**WHAT YOU HAVE TO DO:**
Without including any image, retype the records word for word.

**RECORDED INFORMATION:**

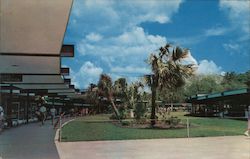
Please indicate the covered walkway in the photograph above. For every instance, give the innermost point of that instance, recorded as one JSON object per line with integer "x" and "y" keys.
{"x": 28, "y": 142}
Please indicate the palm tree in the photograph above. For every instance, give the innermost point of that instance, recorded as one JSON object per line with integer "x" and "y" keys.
{"x": 168, "y": 71}
{"x": 105, "y": 88}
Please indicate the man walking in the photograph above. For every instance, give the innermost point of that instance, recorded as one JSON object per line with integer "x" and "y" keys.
{"x": 53, "y": 114}
{"x": 43, "y": 113}
{"x": 1, "y": 118}
{"x": 247, "y": 133}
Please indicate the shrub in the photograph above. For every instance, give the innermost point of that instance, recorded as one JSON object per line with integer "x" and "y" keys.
{"x": 139, "y": 110}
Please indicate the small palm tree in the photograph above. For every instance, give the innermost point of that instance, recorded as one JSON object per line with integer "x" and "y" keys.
{"x": 168, "y": 71}
{"x": 105, "y": 88}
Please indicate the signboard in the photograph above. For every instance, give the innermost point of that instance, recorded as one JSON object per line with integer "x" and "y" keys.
{"x": 11, "y": 78}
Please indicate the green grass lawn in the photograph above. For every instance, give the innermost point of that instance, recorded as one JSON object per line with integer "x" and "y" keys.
{"x": 89, "y": 129}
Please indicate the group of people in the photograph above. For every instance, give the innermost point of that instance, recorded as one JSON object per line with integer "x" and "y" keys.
{"x": 42, "y": 114}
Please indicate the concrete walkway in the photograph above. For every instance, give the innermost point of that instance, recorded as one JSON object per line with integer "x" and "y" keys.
{"x": 231, "y": 147}
{"x": 30, "y": 141}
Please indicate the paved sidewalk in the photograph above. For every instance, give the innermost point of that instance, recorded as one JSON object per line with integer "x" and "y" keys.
{"x": 30, "y": 141}
{"x": 230, "y": 147}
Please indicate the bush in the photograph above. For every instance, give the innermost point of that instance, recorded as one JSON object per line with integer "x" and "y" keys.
{"x": 125, "y": 123}
{"x": 139, "y": 110}
{"x": 173, "y": 121}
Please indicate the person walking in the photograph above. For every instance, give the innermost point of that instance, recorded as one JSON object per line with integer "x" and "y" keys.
{"x": 53, "y": 114}
{"x": 43, "y": 113}
{"x": 247, "y": 133}
{"x": 1, "y": 118}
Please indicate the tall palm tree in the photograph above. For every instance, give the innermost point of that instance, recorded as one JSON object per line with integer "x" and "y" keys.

**WRITTEN SOLUTION:**
Please indicate the covered walkway in the photograph above. For every instance, give the innermost point of that instance, recorded as one JSON object per line with integer "x" and "y" keys.
{"x": 28, "y": 142}
Please indicate the palm tree in the photograph above. For every instance, give the innermost point of that instance, recorded as one JSON object per line with integer "x" and "y" keys.
{"x": 168, "y": 71}
{"x": 105, "y": 88}
Please indicate the man walking in the photograph above. For every instance, give the innermost point of that instance, recorded as one JSON object per line with integer "x" and "y" keys.
{"x": 53, "y": 114}
{"x": 43, "y": 113}
{"x": 1, "y": 118}
{"x": 247, "y": 133}
Please indicate the shrub in the photograph above. For every instance, give the innermost point of that instance, recorded as one JSON object per line with integer "x" and "y" keys.
{"x": 139, "y": 110}
Please indicate the small palm tree in the photograph above. For every instance, give the innermost point of that instance, recorded as one JSON object per line with integer "x" and "y" keys.
{"x": 168, "y": 71}
{"x": 105, "y": 88}
Please indicate the signboard in the photograph above. For every instance, give the innermost point of that instance, recorded as one JSON object per line with integer "x" and "y" keys.
{"x": 11, "y": 78}
Please indicate the green grass lawn in the photograph above. For every instance, give the innermost point of that instance, recorded as one JSON object per line with integer "x" and "y" keys.
{"x": 89, "y": 129}
Please indicate the group of people in the photograph above. For every instance, give the innermost point of that instance, recorded as one JSON object per line with integer "x" and "y" keys.
{"x": 42, "y": 114}
Please indicate the concrete walkway in the photograph above. For every instance, give the innermost point of that instance, recorded as one JSON object per line with integer "x" and "y" keys.
{"x": 231, "y": 147}
{"x": 30, "y": 141}
Please indicate the paved sidewalk in the photograph above. For every instance, give the innermost point of that instance, recorded as one JSON object per line with integer "x" and "y" keys.
{"x": 30, "y": 141}
{"x": 230, "y": 147}
Please indicate the bush in the photograph above. For every instance, give the innermost point of that instance, recorded as one JSON object per line with integer "x" and "y" keys.
{"x": 125, "y": 123}
{"x": 139, "y": 110}
{"x": 173, "y": 121}
Please indicate the person walking in the photograph above. For every instance, give the innermost point of that instance, recorded as one JSON object per line with integer "x" and "y" keys.
{"x": 53, "y": 114}
{"x": 43, "y": 113}
{"x": 247, "y": 133}
{"x": 1, "y": 118}
Please indicate the tall palm tree in the photograph above. For every instance, give the innermost point of that instance, recorded as one JSON object per line with integer "x" and "y" keys.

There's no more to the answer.